━━ MATERIALS PROVIDED

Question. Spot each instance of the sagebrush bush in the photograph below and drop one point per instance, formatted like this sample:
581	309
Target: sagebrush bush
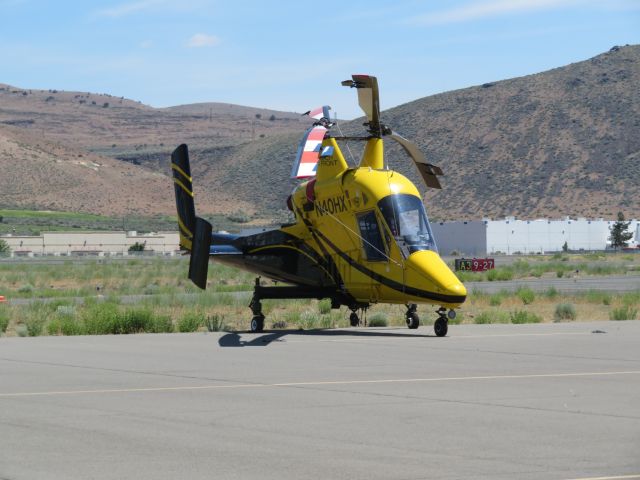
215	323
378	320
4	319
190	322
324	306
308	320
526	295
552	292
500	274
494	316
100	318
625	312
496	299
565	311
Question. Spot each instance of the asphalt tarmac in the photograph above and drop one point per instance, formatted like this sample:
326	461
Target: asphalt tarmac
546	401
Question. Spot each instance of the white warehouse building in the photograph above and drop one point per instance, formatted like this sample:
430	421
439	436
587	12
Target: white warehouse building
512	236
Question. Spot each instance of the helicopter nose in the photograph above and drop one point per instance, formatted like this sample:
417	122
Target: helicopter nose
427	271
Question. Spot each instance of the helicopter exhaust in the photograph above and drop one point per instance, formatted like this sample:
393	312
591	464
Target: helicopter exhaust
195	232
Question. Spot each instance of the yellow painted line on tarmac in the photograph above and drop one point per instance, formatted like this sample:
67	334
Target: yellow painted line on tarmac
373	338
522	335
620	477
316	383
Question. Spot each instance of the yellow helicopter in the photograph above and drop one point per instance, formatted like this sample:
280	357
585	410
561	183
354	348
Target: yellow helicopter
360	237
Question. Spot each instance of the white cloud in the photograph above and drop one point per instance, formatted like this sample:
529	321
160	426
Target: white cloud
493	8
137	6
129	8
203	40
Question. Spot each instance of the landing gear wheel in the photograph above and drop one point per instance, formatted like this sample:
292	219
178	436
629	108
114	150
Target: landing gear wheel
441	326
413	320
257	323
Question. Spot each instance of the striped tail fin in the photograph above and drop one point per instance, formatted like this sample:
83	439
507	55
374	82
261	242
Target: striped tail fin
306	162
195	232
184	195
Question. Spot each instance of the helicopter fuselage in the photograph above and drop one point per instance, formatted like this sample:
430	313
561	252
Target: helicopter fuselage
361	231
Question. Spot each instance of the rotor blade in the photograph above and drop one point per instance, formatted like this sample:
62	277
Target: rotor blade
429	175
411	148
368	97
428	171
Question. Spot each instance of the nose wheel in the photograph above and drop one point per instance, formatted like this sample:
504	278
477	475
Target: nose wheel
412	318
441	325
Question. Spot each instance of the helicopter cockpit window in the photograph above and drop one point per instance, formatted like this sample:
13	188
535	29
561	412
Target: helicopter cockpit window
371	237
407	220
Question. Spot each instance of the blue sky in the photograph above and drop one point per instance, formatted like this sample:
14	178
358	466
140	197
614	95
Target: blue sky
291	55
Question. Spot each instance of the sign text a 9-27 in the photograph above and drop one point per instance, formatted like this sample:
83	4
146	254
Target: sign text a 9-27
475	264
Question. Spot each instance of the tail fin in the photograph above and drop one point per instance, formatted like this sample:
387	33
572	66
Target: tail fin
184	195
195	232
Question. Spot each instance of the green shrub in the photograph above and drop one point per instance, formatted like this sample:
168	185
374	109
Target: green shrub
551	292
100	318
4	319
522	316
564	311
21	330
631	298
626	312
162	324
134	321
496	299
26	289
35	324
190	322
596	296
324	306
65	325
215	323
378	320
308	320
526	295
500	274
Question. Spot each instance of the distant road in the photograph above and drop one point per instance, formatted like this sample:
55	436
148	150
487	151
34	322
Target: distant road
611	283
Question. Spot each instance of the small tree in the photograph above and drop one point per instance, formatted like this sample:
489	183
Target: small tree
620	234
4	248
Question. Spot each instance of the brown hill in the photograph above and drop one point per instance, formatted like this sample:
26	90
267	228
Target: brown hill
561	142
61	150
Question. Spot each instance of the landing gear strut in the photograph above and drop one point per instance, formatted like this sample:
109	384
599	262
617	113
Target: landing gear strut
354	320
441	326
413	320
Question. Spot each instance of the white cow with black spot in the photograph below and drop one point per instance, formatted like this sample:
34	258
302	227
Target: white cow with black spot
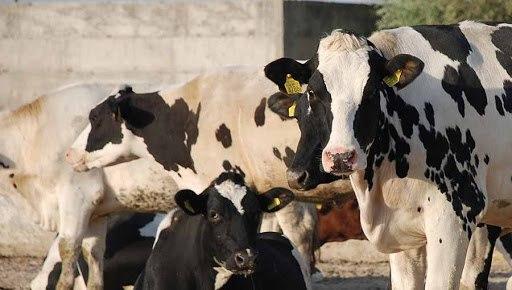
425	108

━━━━

- **PROBLEM DESCRIPTION**
Restate all entries exactly; pictures stay out.

- **EXERCISE OUTPUT**
Question. Spot each instance of the sagebrush bush in the photograph below and drop one point per instance, formatted like this sample:
581	309
Target: sagebrush bush
215	323
378	320
4	319
190	322
324	306
308	320
526	295
552	292
500	274
494	316
100	318
625	312
496	299
565	311
Question. Spot each instance of the asphalt tarmac in the photograph above and drop one point per instance, formatted like this sample:
326	461
Target: asphalt tarmac
546	401
Question. Spot each instance of the white warehouse building in the photograph above and drop one point per instance, formatted like this sample:
430	421
439	436
587	12
Target: white warehouse building
512	236
Question. Spot each instance of the helicopter nose in the photograph above and drop one point per instance, formatted like this sample:
417	122
Target: helicopter nose
427	271
Question. Spot each instance of the helicopter exhaust in the photograph above and drop one point per instance, formatted like this sample:
393	312
591	464
Target: helicopter exhaust
195	232
Question. Spot each instance of the yellow painted line on tarmac in the photograph above and drop one point per instance, formatted like this sample:
67	334
Target: yellow painted line on tarmac
373	338
522	335
620	477
316	383
Question. Spot each instance of the yellow helicopter in the photograph above and drop one point per instance, formatted like this sample:
280	357
585	410
561	183
354	348
Target: yellow helicopter
360	237
Question. Spot each instance of the white cloud in the photograph above and drop one point per instance, formatted like this sample:
529	321
160	426
Target: white cloud
493	8
137	6
129	8
203	40
Question. Spot each instance of the landing gear wheel in the photograph above and drop one point per instance, formatted like this sample:
292	219
178	436
629	108
114	150
Target: landing gear wheel
441	326
413	320
257	323
Question. Spot each instance of the striped tail fin in the photograph above and drop one point per instance, formatted like this sample:
83	439
507	55
374	82
261	242
Target: striped tail fin
306	162
195	232
184	195
Question. Spot each instance of the helicopter fuselage in the photograph above and drop one point per instance, formatted like this sample:
430	313
561	252
Target: helicopter fuselage
361	231
Question. Spot each instance of the rotor blade in the photograph above and drop one point per instance, formatted like this sample:
62	277
Target: rotor blade
429	175
411	148
368	97
428	171
Question. Spot each instance of the nose wheel in the photograph above and drop one point per instance, formatted like this sample:
504	278
477	475
Target: nose wheel
412	318
441	325
Question. Spot each instance of the helicopter cockpit window in the photograph above and drop one point per instance, formatted like this sample:
13	188
535	29
561	412
Target: helicopter cockpit window
371	237
407	220
Question. Spot each instance of the blue sky in the photograph above and drop one point per instance, formatted like this sample:
14	178
358	466
140	197
614	95
Target: blue sky
291	55
Question. Spot each instance of the sign text a 9-27 in the photograph above and drop one point per instance, formatted like this sample:
83	4
146	254
Target: sign text a 9-27
475	264
Question. Spot each instance of the tail fin in the photograph above and drop one point per instance, formatted like this sample:
387	33
572	66
Target: tail fin
184	195
195	232
Question. Spot each instance of the green shrub in the photograph above and drop one point per instance, formatted like this sample:
168	185
374	109
Target: green shrub
551	292
100	318
4	319
522	316
564	311
21	330
631	298
626	312
162	324
134	321
496	299
26	289
35	324
190	322
596	296
324	306
65	325
215	323
378	320
308	320
526	295
500	274
Question. Spot each instance of the distant road in the photograph above and drop one point per instance, formatted like this sample:
55	436
148	150
487	151
34	322
Target: distant road
611	283
Question. Spot each instance of the small tree in the photograph above and drop one point per instance, formatted like this sample:
489	183
Target: small tree
620	234
4	248
Question. Spot each instance of the brown hill in the photograph above and drop one point per instance, formatted like this sample:
26	90
267	228
Target: brown hill
561	142
61	150
Question. Spot each instance of the landing gear strut in the photograph above and drop one point per instance, formatted like this sample:
109	384
599	262
617	113
Target: landing gear strut
354	320
441	326
413	320
Question. Spot each instance of the white cow with black spot in the photograph below and drop one point per instance, formatted like this sample:
34	258
302	227
Target: white cow with black spot
425	108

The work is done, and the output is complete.